== Segment start ==
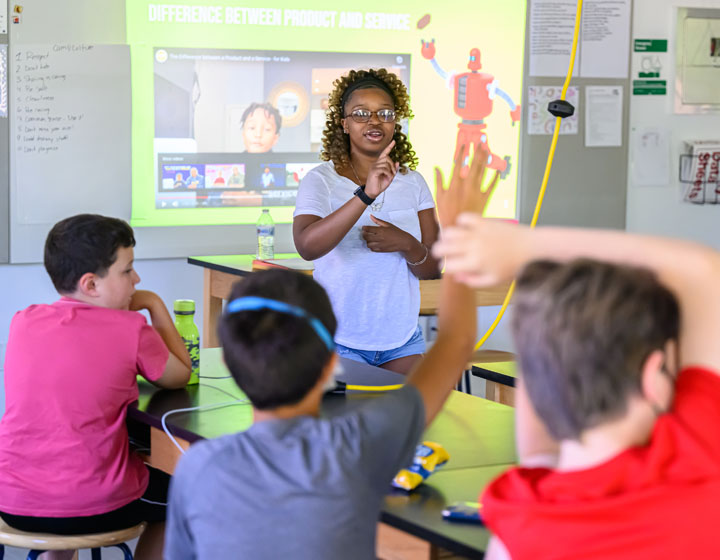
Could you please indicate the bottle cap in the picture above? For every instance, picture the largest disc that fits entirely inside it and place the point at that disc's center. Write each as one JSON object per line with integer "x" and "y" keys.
{"x": 184, "y": 306}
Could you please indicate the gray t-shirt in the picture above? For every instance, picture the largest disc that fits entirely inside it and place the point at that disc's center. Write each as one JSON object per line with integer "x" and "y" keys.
{"x": 376, "y": 297}
{"x": 304, "y": 488}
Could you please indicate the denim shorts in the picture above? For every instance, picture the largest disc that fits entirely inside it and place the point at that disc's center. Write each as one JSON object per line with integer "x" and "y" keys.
{"x": 416, "y": 345}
== Segment end ==
Your task is to repeat the entries above exactly, omitting the pictures.

Written answer:
Could you please indicate the bottle cap in the picture above? For every instance, picture the largest disc that fits entirely inside it and place the point at that disc's center. Write each as one JSON object per line with integer "x" and "y" keys.
{"x": 184, "y": 306}
Could you please indicate the gray t-shirt in the picture above? For every instance, picture the largest disc that fits entirely inside it and place the point at that disc's center. Write each as one JSON object per line with integer "x" and "y" keys.
{"x": 376, "y": 297}
{"x": 304, "y": 488}
Could you please indicate the denim shorts in the picture above? For every instance, picture the largest disc that fits entirely inside it and place the point at that disc's center. Write each as one JSON object per line with integer "x" and "y" keys.
{"x": 416, "y": 345}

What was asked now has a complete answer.